課題: ステパノの説教と神殿について論じた文章を、最後の文に続けて書き進めてください。

本文抜粋:
ステパノの説教に対する人々の怒りが爆発点に達したのは、今日の箇所に書かれていて、その事項を学ぶ。ここで2つの点が指摘される。第一は、神殿が人の手で造ったものに過ぎないのに、重要性が置かれ過ぎていること。第二は、神の言葉への反逆は代々繰り返されて来て、ついに今の時代、最も悪性のものになり、来たるべきお方が来られたにも拘わらず、その方に全面的に反逆し、ついに殺すに至ったことである。
第一の点であるが、創造者なる神は、人の手で造られた建築物の中には住みたまわない。このことは神殿を造営した当事者ソロモンが、献堂式の祈りの中で述べた通りである。列王紀上8章27節で、「しかし、神は果たして地上に住まわれるでしょうか。見よ、天も、いと高き天も、あなたを入れることは出来ません。まして私の建てたこの宮はなおさらです」と言うのである。
これは信仰者ならずとも、人並みの知恵があれば理解出来ることである。ソロモンが言わんとしたのは、もう少し深いことであった。それは次の節で明らかになる。「しかし、わが神、主よ、しもべの祈りと願いを顧みて、僕が今日あなたの前に献げる叫びと祈りをお聞き下さい。あなたが『私の名をそこに置く』と言われた所、すなわち、この宮に向かって、夜昼あなたの目をお開き下さい。僕がこの所に向かって祈る祈りを、お聞き下さい。僕と、あなたの民イスラエルが、この所に向かって祈る時に、その願いをお聞き下さい。あなたの住みかである天で聞き、聞いてお赦し下さい。もし人がその隣り人に対して罪を犯し、誓いをすることを求められる時、来て、この宮であなたの祭壇の前で誓うならば、あなたは天で聞いて行ない、悪人を罰して、その行ないの報いを、そのこうべに帰し、義人を義として、その義にしたがって、その人に報いて下さい。うんぬん」。
つまり、ソロモンは宮を「祈りの家」として捉えている。これは主イエスが「我が家は祈りの家ととなえらるべし」との御言葉を引用されたのに合致した捉え方である。「祈りの家」というのは、ソロモン自身の理解によれば、遠いところからその宮に向いて祈る場合と、そこまで来て、祭壇の前に立ち、生け贄をささげて。隣人との和解を祈る場合とがあるということが分かる。
宮が建てられるまでは、荒野の旅の間も、約束の地に定着してからも、「祈りの家」は天幕であった。したがって、その場所は転々としたのである。全員が集まって聖会を開く場所は、その都度別であった。そこに行けない人が、せめて祈りを一つにしようとして、みんなの集まっている方角に向かって祈るという風習が、当時あったかどうか分からない。あったとすれば、その都度その都度、方角をキチンと測らねばならなかった。一定した方角に向いて祈るという定めは、古い時代にはない。おそらく、バビロンの囚われの時代に、自分たちが神の民であると確認するために、同時刻にエルサレムに向かうという制度が考え出されたのであろう。それにはそれなりの意味があったとしても、絶対的なものではない。しかし、宮そのものの絶対化が進んで行った。

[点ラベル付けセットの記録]
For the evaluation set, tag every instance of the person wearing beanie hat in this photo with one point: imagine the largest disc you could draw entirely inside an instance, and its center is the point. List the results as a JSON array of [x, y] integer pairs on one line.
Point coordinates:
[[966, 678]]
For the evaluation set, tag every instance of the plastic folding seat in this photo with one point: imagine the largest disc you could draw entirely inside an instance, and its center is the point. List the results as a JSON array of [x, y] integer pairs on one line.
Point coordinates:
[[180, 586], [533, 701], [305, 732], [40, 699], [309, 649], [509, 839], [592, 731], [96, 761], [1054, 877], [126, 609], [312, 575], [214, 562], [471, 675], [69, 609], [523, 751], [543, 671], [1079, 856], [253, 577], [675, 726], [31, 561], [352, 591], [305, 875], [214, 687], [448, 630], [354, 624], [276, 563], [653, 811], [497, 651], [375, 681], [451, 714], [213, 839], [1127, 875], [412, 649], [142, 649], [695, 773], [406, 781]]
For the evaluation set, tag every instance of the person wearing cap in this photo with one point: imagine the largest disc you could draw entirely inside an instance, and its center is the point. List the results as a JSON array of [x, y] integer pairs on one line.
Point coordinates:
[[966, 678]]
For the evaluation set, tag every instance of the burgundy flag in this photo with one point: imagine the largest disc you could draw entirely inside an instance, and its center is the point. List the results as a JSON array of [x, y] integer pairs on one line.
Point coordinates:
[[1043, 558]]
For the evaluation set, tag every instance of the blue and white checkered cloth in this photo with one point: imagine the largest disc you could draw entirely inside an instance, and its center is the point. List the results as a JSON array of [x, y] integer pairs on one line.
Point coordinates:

解答例:
前回触れたが、我々が皆知っているように、イエス・キリストは、サマリヤのスカルを通りたもうた時、エルサレムでもシケムでもなく、どこででも、霊と真をもって父を礼拝する時が来ている、と言われた。実はもともとそうであったことをイスラエルの信仰者は知った筈である。だから、バビロンの囚われの中でも、御名を呼んで祈ることが出来たし、その祈りが聞かれていることを確認した。――しかし、エルサレムを忘れないというだけでは、愛国心、愛郷心ではあっても、神を愛することではない。だから、やはり分かっていなかった。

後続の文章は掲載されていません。